### WORK REQUIRED:
When you reach the entries, transcribe each one exactly.

### EXTRACTED RECORDS:
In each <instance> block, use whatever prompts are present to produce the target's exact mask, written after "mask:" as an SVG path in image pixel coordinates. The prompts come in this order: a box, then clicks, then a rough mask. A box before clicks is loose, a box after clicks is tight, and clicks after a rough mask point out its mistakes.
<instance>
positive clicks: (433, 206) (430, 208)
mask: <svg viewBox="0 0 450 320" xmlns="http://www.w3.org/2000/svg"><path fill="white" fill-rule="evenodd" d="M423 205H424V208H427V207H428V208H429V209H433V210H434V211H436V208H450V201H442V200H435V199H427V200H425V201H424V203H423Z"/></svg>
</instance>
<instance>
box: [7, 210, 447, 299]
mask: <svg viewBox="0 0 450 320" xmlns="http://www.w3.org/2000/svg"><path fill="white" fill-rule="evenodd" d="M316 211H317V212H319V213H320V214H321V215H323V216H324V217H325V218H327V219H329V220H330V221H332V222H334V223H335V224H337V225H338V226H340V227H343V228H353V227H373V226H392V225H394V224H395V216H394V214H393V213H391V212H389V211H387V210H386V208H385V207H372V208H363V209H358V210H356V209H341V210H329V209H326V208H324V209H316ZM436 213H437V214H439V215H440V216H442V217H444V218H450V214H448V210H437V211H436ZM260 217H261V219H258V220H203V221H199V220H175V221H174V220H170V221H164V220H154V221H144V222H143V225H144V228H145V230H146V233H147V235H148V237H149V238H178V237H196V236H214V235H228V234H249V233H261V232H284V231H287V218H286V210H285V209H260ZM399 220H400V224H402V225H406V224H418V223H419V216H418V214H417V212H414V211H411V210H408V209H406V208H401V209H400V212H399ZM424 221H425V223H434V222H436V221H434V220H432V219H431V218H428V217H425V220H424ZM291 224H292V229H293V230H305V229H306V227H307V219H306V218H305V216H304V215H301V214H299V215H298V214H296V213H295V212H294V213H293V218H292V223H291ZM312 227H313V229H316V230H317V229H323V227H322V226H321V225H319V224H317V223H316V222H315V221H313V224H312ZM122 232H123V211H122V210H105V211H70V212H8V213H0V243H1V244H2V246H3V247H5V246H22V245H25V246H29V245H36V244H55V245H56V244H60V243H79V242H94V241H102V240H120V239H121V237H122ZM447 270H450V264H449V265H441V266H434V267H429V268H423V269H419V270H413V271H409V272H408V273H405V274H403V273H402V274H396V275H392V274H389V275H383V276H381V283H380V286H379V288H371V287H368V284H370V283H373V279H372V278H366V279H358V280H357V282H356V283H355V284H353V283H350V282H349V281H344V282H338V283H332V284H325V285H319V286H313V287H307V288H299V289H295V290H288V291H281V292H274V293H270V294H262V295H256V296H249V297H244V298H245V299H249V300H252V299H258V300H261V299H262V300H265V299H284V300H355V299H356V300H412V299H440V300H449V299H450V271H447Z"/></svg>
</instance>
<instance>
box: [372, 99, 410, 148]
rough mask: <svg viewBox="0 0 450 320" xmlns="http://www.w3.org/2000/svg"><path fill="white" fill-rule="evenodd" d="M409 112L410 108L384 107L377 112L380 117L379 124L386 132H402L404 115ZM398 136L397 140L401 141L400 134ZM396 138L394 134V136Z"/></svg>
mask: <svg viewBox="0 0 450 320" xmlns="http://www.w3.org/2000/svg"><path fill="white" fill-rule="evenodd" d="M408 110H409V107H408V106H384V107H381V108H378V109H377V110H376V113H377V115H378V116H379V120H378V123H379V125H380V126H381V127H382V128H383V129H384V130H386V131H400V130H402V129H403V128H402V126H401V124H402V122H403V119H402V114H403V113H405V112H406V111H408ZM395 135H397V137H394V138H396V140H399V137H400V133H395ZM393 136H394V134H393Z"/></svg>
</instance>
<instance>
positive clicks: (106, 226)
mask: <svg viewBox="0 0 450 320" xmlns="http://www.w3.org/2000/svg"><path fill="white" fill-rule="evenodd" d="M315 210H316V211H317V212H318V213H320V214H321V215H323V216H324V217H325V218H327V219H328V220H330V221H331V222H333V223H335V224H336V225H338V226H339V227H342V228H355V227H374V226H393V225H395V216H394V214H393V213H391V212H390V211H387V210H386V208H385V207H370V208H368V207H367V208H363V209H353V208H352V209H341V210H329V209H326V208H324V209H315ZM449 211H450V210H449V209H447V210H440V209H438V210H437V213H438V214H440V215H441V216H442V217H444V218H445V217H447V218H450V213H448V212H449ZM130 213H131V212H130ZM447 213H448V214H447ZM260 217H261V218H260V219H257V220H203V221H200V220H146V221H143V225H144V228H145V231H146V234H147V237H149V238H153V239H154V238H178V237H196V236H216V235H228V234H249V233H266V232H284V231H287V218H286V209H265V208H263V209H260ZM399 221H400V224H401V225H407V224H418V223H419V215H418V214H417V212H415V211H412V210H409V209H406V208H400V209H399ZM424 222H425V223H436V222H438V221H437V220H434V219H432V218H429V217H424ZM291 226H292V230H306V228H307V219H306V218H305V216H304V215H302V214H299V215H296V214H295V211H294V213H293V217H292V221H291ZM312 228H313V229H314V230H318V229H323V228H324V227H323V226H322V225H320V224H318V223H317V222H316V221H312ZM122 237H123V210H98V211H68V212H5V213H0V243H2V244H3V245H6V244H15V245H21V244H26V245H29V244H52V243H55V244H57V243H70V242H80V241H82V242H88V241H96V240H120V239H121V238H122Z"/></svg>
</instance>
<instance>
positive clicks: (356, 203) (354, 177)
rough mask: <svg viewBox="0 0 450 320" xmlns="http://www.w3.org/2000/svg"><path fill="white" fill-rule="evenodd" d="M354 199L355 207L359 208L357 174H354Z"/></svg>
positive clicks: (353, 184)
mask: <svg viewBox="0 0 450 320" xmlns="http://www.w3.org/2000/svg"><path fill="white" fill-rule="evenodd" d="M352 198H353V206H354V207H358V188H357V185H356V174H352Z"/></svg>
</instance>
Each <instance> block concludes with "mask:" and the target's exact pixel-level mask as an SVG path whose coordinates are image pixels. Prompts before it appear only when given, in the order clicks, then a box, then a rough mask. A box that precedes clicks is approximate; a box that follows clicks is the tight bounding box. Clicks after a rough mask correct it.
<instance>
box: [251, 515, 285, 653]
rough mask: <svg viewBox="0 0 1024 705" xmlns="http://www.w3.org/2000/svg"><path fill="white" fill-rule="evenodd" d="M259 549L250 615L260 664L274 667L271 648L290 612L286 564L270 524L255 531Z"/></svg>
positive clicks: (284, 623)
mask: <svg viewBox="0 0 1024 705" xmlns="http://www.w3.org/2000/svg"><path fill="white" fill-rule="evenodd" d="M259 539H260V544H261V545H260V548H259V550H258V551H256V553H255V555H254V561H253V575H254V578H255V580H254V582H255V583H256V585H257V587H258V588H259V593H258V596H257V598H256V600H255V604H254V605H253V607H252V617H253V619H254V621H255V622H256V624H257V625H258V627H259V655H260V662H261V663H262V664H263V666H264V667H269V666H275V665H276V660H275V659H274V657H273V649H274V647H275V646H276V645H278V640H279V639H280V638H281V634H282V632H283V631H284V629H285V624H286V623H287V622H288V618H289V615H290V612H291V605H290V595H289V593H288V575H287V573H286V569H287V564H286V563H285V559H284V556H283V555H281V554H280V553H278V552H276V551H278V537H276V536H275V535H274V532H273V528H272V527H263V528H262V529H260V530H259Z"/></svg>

### SOLUTION TO THIS TASK:
In each <instance> block, use whatever prompts are present to produce the target's exact mask, written after "mask:" as an SVG path in image pixel coordinates. The prompts come in this order: a box, then clicks, then a rough mask. A box before clicks is loose, a box after clicks is tight, and clicks after a rough mask point out its mistakes.
<instance>
positive clicks: (433, 206) (430, 208)
mask: <svg viewBox="0 0 450 320" xmlns="http://www.w3.org/2000/svg"><path fill="white" fill-rule="evenodd" d="M423 205H424V208H427V207H428V208H429V209H433V210H434V211H436V208H450V201H442V200H435V199H427V200H425V201H424V203H423Z"/></svg>
</instance>
<instance>
box: [7, 210, 447, 299]
mask: <svg viewBox="0 0 450 320" xmlns="http://www.w3.org/2000/svg"><path fill="white" fill-rule="evenodd" d="M316 211H317V212H319V213H320V214H321V215H323V216H324V217H325V218H327V219H329V220H330V221H332V222H334V223H335V224H337V225H338V226H340V227H343V228H353V227H373V226H392V225H394V224H395V216H394V214H393V213H391V212H389V211H387V210H386V208H385V207H372V208H363V209H358V210H356V209H341V210H329V209H326V208H324V209H316ZM436 213H437V214H439V215H440V216H442V217H444V218H450V214H448V210H437V211H436ZM260 217H261V219H258V220H203V221H199V220H175V221H174V220H170V221H164V220H154V221H144V222H143V225H144V228H145V230H146V233H147V235H148V237H149V238H178V237H196V236H214V235H228V234H249V233H261V232H284V231H287V218H286V210H285V209H260ZM399 220H400V224H402V225H406V224H418V223H419V216H418V214H417V212H414V211H411V210H408V209H406V208H401V209H400V212H399ZM424 221H425V223H434V222H436V221H434V220H432V219H431V218H428V217H425V220H424ZM291 224H292V229H293V230H305V229H306V227H307V219H306V218H305V216H304V215H301V214H299V215H298V214H296V213H295V212H294V213H293V218H292V223H291ZM312 227H313V229H316V230H317V229H323V227H322V226H321V225H319V224H317V223H316V222H315V221H313V224H312ZM122 232H123V211H122V210H105V211H70V212H8V213H0V243H1V244H2V246H3V247H5V246H22V245H25V246H29V245H36V244H55V245H56V244H60V243H79V242H94V241H102V240H120V239H121V237H122ZM447 270H450V264H449V265H441V266H434V267H429V268H423V269H419V270H413V271H409V272H408V273H405V274H403V273H402V274H396V275H392V274H389V275H383V276H381V283H380V286H379V288H371V287H368V284H370V283H373V279H372V278H366V279H358V280H357V282H356V283H355V284H353V283H350V282H349V281H344V282H338V283H332V284H325V285H319V286H313V287H307V288H299V289H295V290H288V291H281V292H274V293H270V294H262V295H256V296H249V297H244V298H245V299H249V300H252V299H258V300H261V299H262V300H265V299H284V300H355V299H356V300H412V299H440V300H449V299H450V271H447Z"/></svg>
</instance>
<instance>
box: [372, 99, 410, 148]
rough mask: <svg viewBox="0 0 450 320" xmlns="http://www.w3.org/2000/svg"><path fill="white" fill-rule="evenodd" d="M409 112L410 108L384 107L377 112L380 117L379 124L386 132H402L404 115ZM398 136L397 140L401 141L400 134ZM396 138L394 134V136Z"/></svg>
mask: <svg viewBox="0 0 450 320" xmlns="http://www.w3.org/2000/svg"><path fill="white" fill-rule="evenodd" d="M408 110H409V107H408V106H384V107H381V108H378V109H377V110H376V113H377V115H378V116H379V120H378V123H379V125H380V126H381V127H382V128H383V129H384V130H386V131H400V130H402V129H403V128H402V126H401V124H402V122H403V119H402V114H403V113H405V112H406V111H408ZM395 135H397V137H394V138H396V140H399V137H400V133H395ZM393 136H394V134H393Z"/></svg>
</instance>
<instance>
positive clicks: (106, 226)
mask: <svg viewBox="0 0 450 320" xmlns="http://www.w3.org/2000/svg"><path fill="white" fill-rule="evenodd" d="M315 210H316V211H317V212H318V213H320V214H321V215H323V216H324V217H325V218H327V219H328V220H330V221H331V222H333V223H335V224H336V225H338V226H339V227H342V228H355V227H374V226H393V225H395V216H394V214H393V213H391V212H390V211H387V210H386V208H385V207H370V208H368V207H367V208H363V209H353V208H352V209H341V210H329V209H326V208H324V209H315ZM449 211H450V210H449V209H447V210H440V209H438V210H437V213H438V214H440V215H441V216H442V217H444V218H445V217H447V218H450V213H448V212H449ZM130 213H131V212H130ZM447 213H448V214H447ZM260 217H261V218H260V219H257V220H203V221H200V220H146V221H143V225H144V228H145V231H146V234H147V237H149V238H153V239H154V238H178V237H196V236H216V235H228V234H249V233H266V232H284V231H287V218H286V209H265V208H263V209H260ZM399 221H400V224H401V225H407V224H418V223H419V215H418V214H417V212H415V211H412V210H409V209H406V208H400V209H399ZM424 222H425V223H436V222H438V221H437V220H434V219H432V218H429V217H424ZM291 226H292V230H306V228H307V219H306V218H305V216H304V215H302V214H299V215H296V214H295V211H294V213H293V217H292V221H291ZM312 228H313V229H314V230H318V229H323V228H324V227H323V226H322V225H320V224H318V223H317V222H316V221H312ZM122 237H123V210H98V211H68V212H5V213H0V243H2V244H3V245H6V244H15V245H21V244H26V245H29V244H52V243H55V244H57V243H70V242H80V241H82V242H88V241H96V240H120V239H121V238H122Z"/></svg>
</instance>
<instance>
positive clicks: (356, 203) (354, 177)
rough mask: <svg viewBox="0 0 450 320" xmlns="http://www.w3.org/2000/svg"><path fill="white" fill-rule="evenodd" d="M354 199L355 207L359 208L357 174H354Z"/></svg>
positive clicks: (353, 184)
mask: <svg viewBox="0 0 450 320" xmlns="http://www.w3.org/2000/svg"><path fill="white" fill-rule="evenodd" d="M352 198H353V206H354V207H358V188H357V185H356V174H352Z"/></svg>
</instance>
Each <instance> block concludes with "mask:" and the target's exact pixel-level mask as an SVG path whose coordinates are image pixels. Prompts before it appear only when given, in the order clicks, then a box, then a rough mask. A box that precedes clicks is approximate; a box that follows clicks is the tight bounding box. Clicks after a rough mask correct it.
<instance>
box: [251, 515, 285, 653]
rough mask: <svg viewBox="0 0 1024 705" xmlns="http://www.w3.org/2000/svg"><path fill="white" fill-rule="evenodd" d="M259 549L250 615L260 664L274 667L271 648L290 612L286 564L270 524L255 531Z"/></svg>
positive clicks: (284, 623)
mask: <svg viewBox="0 0 1024 705" xmlns="http://www.w3.org/2000/svg"><path fill="white" fill-rule="evenodd" d="M259 539H260V544H261V545H260V548H259V550H258V551H256V553H255V555H254V561H253V575H254V578H255V580H254V582H255V583H256V585H257V587H258V588H259V593H258V596H257V598H256V600H255V604H254V605H253V607H252V617H253V619H254V621H255V622H256V624H257V625H258V627H259V655H260V662H261V663H262V664H263V666H264V667H269V666H275V665H276V660H275V659H274V657H273V649H274V647H275V646H276V645H278V640H279V639H280V638H281V634H282V632H283V631H284V629H285V624H286V623H287V622H288V618H289V615H290V612H291V605H290V595H289V593H288V575H287V573H286V569H287V564H286V563H285V559H284V556H283V555H281V554H280V553H278V552H276V551H278V537H276V536H275V535H274V532H273V528H272V527H263V528H262V529H260V530H259Z"/></svg>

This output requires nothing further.